§ Task requirements:
In the data below, find every line that contains the string "pitch", with case counting, and copy those lines.

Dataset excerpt
+===+
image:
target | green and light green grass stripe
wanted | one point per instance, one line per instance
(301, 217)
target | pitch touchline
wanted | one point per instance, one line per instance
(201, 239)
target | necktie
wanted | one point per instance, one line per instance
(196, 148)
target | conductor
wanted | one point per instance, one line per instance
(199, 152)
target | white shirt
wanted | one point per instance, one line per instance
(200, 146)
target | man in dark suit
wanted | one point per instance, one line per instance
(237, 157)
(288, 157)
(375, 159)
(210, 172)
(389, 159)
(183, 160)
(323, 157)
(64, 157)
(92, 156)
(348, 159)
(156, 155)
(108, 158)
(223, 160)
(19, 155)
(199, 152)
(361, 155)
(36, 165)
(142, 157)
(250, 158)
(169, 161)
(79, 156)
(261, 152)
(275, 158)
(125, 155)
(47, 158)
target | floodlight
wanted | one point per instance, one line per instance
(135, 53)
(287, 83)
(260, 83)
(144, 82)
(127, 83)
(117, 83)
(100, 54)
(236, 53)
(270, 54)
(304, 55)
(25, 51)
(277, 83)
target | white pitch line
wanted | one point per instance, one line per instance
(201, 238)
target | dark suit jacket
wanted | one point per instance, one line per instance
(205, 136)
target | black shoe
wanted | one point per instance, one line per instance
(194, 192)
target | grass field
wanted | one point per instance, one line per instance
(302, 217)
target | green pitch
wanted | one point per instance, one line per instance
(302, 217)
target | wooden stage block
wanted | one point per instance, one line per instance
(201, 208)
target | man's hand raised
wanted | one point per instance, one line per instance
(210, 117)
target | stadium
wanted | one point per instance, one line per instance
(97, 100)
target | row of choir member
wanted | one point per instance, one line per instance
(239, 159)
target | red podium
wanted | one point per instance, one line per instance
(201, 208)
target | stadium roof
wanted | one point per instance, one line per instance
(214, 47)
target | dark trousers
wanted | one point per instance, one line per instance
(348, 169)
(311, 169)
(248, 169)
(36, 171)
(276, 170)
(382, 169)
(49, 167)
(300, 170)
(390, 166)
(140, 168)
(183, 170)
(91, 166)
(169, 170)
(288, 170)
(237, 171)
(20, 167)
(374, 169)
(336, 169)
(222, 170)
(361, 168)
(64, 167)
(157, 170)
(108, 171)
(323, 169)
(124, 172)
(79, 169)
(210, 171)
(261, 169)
+===+
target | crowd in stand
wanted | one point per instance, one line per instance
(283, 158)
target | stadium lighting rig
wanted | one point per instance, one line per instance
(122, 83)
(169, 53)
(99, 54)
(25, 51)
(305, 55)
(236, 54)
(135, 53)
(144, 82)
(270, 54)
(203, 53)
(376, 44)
+===+
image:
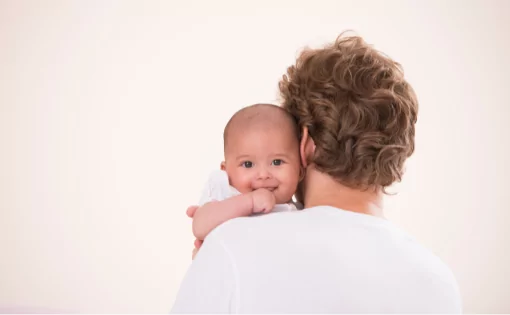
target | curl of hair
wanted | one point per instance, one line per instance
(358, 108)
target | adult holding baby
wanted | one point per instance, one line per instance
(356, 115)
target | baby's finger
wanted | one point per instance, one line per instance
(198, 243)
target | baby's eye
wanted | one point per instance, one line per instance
+===+
§ The response:
target | pitch touchline
target | white pitch line
target | green pitch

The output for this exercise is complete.